● **Extrait du texte**
En 1994, vous avez choisi de quitter l’enseignement pour vous consacrer exclusivement à cette activité de « troubadour du Bon Dieu », comme vous dites, pourquoi ?
Je ne pouvais plus tout mener de front : enseigner, diriger un établissement scolaire et passer mes vacances et mes week-ends sur les routes.
Et puis, je sentais qu’il fallait que je réponde à un appel : à l’heure où la catéchèse nous échappe, j’avais entre les mains une nouvelle manière d’annoncer l’Evangile, une façon originale de proposer la foi. Or, cette capacité à animer des veillées et à écrire des chansons m’avait été donnée ; Il fallait que je l’utilise pleinement. Quitte à ce qu’il me coûte parfois de prendre la route et d’enchaîner les veillées. Je serais évidemment plus tranquille chez moi, à profiter de ma retraite de directeur… Mais si je n’avais pas suivi cette voie, j’aurais eu le sentiment de trahir le Bon Dieu.
Le « Bon Dieu » semble tenir une place importante dans votre vie… En a-t-il toujours été ainsi ?
Effectivement, le Bon Dieu a joué un sacré rôle dans ma vie… Et qu’est-ce qu’il m’a gâté ! Je ne mourrai pas riche, mais grâce à Lui, je peux dire : « C’était bien ! », j’ai eu une vie extraordinaire. Si c’était à refaire, je referais presque tout pareil.
Il m’a fait le cadeau de la foi dès mon plus jeune âge. Elle ne m’a jamais quitté. Dieu est resté le sens de ma vie. Si j’ai douté? Cela m’est sûrement arrivé, le doute est indissociable de la foi. Mais j’ai cette chance d’avoir à dire, presque chaque soir, quelle est ma foi. Une foi qui se dit avec des mots et des notes de musique, c’est une foi qui grandit ! Je m’auto-évangélise, en quelque sorte ! La foi, c’est comme un muscle, si on le fait travailler, il va prendre de la consistance. A l’inverse, si on ne dit jamais sa foi avec des mots, elle risque de s’atrophier.
Evangéliser par le chant, qu’est-ce que cela veut dire ?
Dans un monde plombé par le marasme, je veux proposer la foi, c’est-à-dire une pierre de fondation, une énergie pour se construire. La chanson est un moyen privilégié pour véhiculer une émotion et un message. J’aimerais qu’elle permette à des gens de se mettre en route. Si, après une veillée, une seule personne rentrait chez elle et se mettait à lire la Bible, ce serait gagné !
Comment écrivez-vous vos chansons ? Priez-vous avant ?

● **Objectifs**
**A)** D'après l'entretien, en quelle année la personne interrogée a-t-elle quitté l'enseignement ?
**B)** Reproduisez à l'identique le passage de l'entretien qui va de « Et puis, je » jusqu'à « le Bon Dieu. ».

(Du matériel)
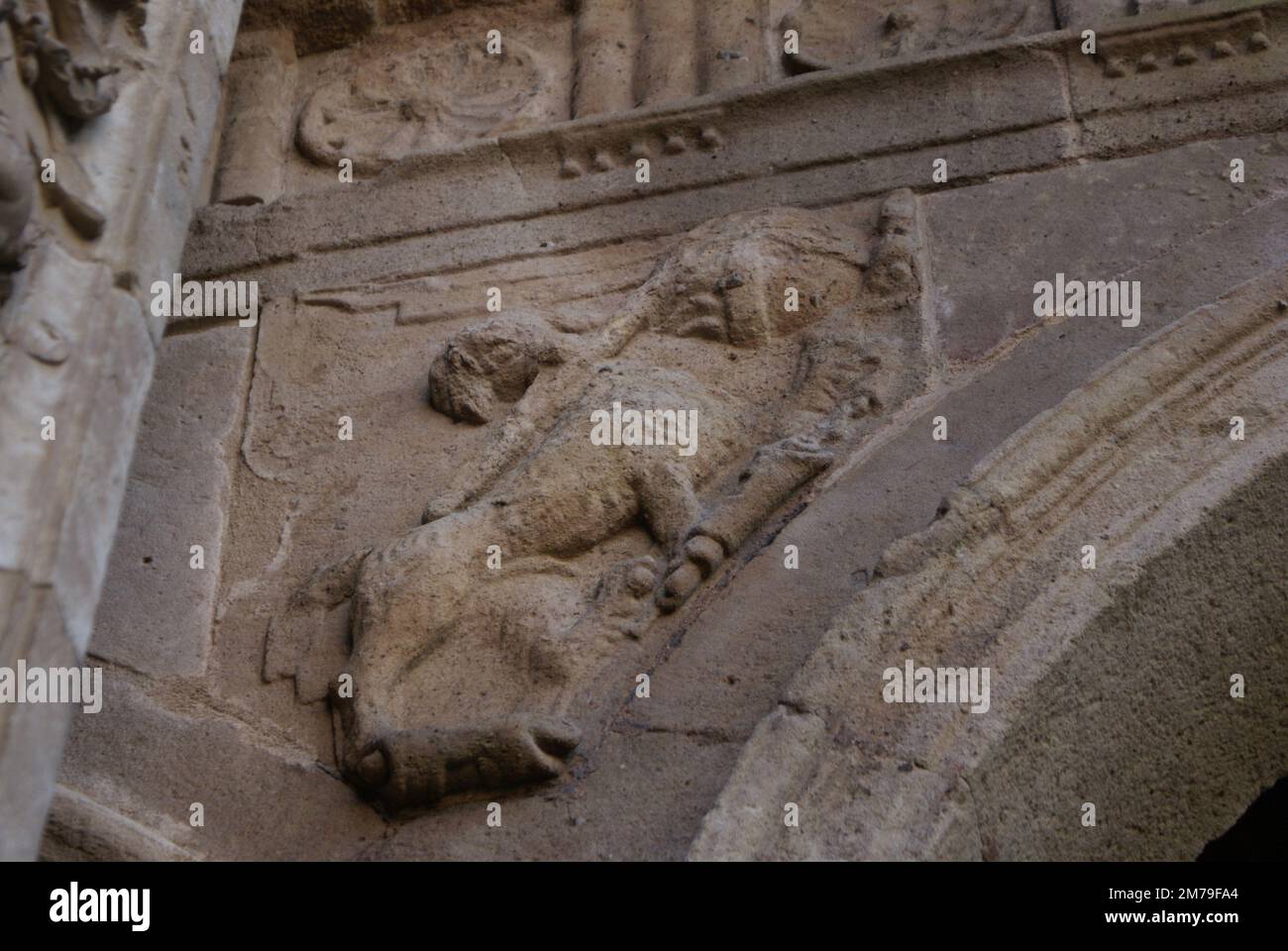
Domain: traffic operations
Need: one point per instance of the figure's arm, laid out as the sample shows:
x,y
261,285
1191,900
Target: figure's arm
x,y
527,423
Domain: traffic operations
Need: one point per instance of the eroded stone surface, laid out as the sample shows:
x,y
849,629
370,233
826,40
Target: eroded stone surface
x,y
364,562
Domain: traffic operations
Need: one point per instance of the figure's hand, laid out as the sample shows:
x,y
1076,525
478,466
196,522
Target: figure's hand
x,y
443,505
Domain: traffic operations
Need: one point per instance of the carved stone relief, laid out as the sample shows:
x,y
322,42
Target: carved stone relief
x,y
467,673
420,99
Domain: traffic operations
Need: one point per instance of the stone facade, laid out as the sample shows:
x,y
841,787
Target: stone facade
x,y
108,114
377,581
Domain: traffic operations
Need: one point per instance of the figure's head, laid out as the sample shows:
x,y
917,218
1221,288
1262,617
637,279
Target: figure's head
x,y
729,278
485,367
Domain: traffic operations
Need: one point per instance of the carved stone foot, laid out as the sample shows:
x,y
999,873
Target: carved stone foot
x,y
419,767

● **Réponses détaillées**
**A)** En 1994.

**B)**
Et puis, je sentais qu’il fallait que je réponde à un appel : à l’heure où la catéchèse nous échappe, j’avais entre les mains une nouvelle manière d’annoncer l’Evangile, une façon originale de proposer la foi. Or, cette capacité à animer des veillées et à écrire des chansons m’avait été donnée ; Il fallait que je l’utilise pleinement. Quitte à ce qu’il me coûte parfois de prendre la route et d’enchaîner les veillées. Je serais évidemment plus tranquille chez moi, à profiter de ma retraite de directeur… Mais si je n’avais pas suivi cette voie, j’aurais eu le sentiment de trahir le Bon Dieu.